## What to work on:
Count the lines in the listing below that contain the string "green". Give only the number.

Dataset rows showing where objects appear

========

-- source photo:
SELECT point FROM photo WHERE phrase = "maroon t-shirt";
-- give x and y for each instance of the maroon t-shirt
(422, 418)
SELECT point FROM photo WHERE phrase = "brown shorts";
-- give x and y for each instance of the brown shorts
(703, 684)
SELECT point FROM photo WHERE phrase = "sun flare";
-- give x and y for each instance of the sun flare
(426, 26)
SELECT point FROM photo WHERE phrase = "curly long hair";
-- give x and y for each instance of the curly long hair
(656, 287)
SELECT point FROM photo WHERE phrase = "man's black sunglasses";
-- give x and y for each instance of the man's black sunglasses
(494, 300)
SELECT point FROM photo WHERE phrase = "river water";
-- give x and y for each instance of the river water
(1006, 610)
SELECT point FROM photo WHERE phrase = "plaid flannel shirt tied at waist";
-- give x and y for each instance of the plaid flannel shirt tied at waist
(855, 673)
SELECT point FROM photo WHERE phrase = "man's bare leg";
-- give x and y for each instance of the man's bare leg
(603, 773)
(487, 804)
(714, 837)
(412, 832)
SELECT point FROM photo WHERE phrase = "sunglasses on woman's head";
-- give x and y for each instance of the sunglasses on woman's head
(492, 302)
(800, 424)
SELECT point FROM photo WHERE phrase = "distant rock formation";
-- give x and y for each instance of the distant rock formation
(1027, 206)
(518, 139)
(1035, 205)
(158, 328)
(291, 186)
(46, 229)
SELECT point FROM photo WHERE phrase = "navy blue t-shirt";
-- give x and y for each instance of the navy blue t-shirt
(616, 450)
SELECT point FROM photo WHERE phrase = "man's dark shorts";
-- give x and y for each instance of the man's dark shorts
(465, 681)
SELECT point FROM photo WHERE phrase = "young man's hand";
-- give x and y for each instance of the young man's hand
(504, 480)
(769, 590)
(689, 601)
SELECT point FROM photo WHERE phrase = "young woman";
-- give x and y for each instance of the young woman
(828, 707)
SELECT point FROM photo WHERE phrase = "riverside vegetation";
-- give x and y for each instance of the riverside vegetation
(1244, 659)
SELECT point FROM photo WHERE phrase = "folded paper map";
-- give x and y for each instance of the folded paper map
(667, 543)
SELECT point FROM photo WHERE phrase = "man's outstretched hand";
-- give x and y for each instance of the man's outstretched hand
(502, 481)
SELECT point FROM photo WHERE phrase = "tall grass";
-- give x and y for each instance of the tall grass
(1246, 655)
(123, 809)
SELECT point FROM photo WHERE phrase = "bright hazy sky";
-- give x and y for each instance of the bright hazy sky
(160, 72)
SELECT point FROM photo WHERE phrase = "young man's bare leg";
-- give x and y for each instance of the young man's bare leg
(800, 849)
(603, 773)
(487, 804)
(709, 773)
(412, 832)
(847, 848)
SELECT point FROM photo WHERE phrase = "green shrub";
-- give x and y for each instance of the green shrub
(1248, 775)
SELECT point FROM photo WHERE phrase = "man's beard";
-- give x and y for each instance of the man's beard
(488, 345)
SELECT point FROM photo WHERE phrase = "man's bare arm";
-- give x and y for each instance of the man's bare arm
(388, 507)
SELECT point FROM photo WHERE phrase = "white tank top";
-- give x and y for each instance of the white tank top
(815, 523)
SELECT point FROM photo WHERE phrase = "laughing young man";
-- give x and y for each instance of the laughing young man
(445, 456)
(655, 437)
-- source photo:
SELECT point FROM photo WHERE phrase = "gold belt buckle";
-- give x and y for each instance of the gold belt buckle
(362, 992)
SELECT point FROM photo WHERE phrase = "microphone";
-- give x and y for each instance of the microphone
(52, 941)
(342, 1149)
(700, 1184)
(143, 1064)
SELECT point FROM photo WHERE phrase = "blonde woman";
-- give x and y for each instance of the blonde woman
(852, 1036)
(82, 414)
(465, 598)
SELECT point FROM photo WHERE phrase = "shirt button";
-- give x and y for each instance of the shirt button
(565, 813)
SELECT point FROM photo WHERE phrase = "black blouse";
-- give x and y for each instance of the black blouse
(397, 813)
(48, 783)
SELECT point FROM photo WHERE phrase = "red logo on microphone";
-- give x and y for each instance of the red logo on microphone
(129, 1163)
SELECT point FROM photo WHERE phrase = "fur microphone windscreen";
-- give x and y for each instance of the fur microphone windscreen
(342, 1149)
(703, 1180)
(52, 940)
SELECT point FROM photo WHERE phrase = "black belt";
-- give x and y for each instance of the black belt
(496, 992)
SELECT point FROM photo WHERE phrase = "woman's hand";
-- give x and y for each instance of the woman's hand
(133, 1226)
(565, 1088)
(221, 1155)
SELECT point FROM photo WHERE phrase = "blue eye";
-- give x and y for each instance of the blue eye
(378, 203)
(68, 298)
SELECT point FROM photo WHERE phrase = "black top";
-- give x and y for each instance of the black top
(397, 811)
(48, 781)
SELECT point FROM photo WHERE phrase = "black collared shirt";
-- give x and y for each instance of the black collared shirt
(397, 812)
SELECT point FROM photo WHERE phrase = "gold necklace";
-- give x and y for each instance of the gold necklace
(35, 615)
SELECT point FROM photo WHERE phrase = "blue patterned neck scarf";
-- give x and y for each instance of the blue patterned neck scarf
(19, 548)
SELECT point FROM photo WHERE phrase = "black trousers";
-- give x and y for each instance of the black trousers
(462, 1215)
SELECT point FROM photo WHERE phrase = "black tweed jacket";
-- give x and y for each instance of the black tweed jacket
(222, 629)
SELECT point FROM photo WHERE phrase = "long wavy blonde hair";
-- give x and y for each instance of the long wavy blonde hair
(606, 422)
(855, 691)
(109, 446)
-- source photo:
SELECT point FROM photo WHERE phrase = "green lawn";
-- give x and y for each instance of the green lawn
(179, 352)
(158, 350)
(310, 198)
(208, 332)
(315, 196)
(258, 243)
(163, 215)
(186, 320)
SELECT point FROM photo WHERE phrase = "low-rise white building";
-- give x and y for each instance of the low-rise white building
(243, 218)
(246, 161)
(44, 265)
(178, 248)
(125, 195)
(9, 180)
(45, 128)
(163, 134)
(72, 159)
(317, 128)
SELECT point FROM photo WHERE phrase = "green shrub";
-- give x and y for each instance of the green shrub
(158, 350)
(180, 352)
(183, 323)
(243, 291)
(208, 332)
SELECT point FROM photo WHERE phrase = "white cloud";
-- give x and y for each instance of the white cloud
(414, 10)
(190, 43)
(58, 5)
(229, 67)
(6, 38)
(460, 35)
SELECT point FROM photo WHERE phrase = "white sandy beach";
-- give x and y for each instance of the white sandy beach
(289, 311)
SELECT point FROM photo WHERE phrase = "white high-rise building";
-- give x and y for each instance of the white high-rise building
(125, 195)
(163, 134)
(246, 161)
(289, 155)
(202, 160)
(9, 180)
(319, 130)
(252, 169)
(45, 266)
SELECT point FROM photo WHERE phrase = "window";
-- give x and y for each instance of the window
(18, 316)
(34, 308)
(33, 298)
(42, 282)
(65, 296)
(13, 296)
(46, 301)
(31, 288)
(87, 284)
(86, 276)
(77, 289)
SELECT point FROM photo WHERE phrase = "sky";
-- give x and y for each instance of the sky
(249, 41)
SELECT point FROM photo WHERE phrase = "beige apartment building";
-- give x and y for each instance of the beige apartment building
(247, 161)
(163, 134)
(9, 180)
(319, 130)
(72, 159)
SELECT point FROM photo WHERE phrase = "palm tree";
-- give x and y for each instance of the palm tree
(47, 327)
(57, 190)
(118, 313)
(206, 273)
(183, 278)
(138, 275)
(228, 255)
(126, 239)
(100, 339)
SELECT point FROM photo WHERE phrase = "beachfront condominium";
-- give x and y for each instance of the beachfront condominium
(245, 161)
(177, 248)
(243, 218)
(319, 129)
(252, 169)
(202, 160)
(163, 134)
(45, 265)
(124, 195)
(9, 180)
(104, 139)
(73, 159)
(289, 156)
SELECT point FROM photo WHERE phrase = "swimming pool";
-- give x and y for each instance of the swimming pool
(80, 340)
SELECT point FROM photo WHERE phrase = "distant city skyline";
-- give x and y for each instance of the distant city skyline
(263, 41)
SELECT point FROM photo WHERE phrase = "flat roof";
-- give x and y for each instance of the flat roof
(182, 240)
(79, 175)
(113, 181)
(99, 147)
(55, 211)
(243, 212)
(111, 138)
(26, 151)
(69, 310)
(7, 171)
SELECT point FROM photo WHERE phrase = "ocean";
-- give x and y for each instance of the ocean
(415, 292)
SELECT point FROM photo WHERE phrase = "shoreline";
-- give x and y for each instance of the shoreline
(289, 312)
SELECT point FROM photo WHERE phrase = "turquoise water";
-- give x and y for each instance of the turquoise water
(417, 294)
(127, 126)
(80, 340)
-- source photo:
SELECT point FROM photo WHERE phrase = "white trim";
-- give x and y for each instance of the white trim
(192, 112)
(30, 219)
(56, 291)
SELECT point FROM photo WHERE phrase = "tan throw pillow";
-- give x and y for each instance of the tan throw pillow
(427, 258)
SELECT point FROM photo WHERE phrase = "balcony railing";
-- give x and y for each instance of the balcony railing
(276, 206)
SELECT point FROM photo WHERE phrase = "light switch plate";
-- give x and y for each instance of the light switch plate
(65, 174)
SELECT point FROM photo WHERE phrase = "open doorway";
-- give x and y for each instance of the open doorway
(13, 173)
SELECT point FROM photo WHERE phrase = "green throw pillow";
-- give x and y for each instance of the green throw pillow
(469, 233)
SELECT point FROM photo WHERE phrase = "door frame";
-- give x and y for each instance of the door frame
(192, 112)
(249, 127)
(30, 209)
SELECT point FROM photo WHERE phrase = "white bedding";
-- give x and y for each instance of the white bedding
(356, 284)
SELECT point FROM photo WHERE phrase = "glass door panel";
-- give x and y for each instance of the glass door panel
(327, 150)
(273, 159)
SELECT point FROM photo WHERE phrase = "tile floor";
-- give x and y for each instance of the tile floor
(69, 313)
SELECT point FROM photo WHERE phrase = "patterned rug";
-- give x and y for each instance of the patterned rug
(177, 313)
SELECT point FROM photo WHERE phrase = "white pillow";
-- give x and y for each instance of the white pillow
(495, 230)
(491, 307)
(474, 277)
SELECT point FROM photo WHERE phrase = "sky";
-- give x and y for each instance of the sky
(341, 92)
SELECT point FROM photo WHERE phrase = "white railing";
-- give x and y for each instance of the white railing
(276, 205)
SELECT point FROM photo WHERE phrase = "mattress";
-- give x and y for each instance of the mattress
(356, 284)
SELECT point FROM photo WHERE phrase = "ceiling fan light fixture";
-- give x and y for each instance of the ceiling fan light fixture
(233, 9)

========

## Exercise result:
8